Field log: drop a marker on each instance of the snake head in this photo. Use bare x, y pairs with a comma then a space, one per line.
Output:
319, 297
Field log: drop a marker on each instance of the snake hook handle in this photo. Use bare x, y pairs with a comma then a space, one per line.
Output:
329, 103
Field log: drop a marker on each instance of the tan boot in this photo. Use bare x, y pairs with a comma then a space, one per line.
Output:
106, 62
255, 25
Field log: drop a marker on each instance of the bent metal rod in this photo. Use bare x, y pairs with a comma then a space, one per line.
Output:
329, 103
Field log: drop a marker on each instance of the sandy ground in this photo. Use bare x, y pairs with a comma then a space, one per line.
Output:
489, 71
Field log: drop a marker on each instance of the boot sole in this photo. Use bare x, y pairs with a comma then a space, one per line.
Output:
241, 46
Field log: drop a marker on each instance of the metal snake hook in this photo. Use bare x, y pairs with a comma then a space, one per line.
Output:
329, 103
==
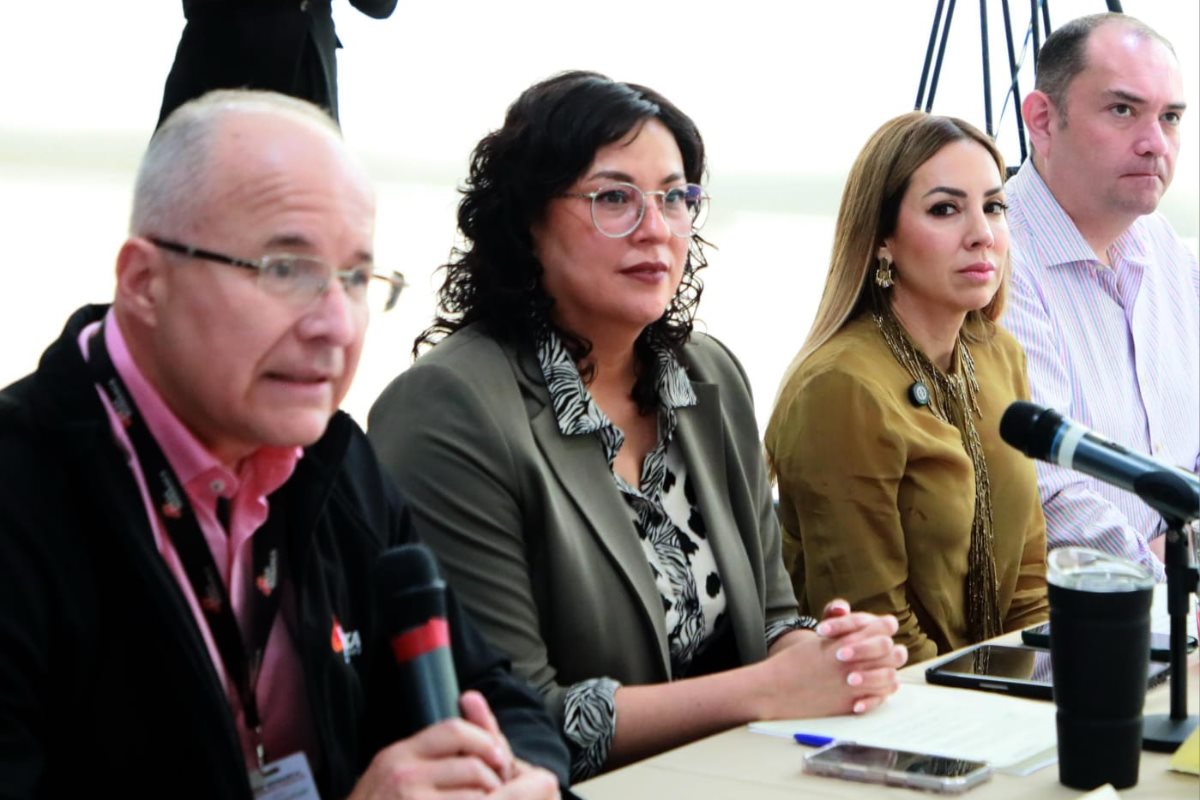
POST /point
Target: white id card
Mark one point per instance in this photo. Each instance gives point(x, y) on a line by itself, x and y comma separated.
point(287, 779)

» **Task objective**: In the lines above, locate the string "pairs". Copy every line where it occurs.

» **Result of this task**:
Field log: drop a marker on each instance of the snake head in this photo. Use bare x, y pairs with a comma then a space, one per line.
Field log: drop a marker on each instance of the snake hook handle in this photo. Use bare x, y pairs with a comma then a space, one per line.
Field log: drop a marker on each instance of the tan boot in this photo. Use bare x, y pairs with a comma then a space, one per line.
Field log: drop a marker on each instance of the bent metal rod in this photo. Use bare x, y pairs with a comma then a space, one per line.
Field log: drop a marker on each instance of the sandy ground in this photo. Use bare x, y pairs with a comma then a space, one per line.
Field log: drop a marker on each instance of the boot sole in this photo. Use bare x, y pairs with a comma then a space, one per line.
Field log: drop a marker on each instance of the metal snake hook in this photo. Use bare x, y pairs with a comma then a space, one per line.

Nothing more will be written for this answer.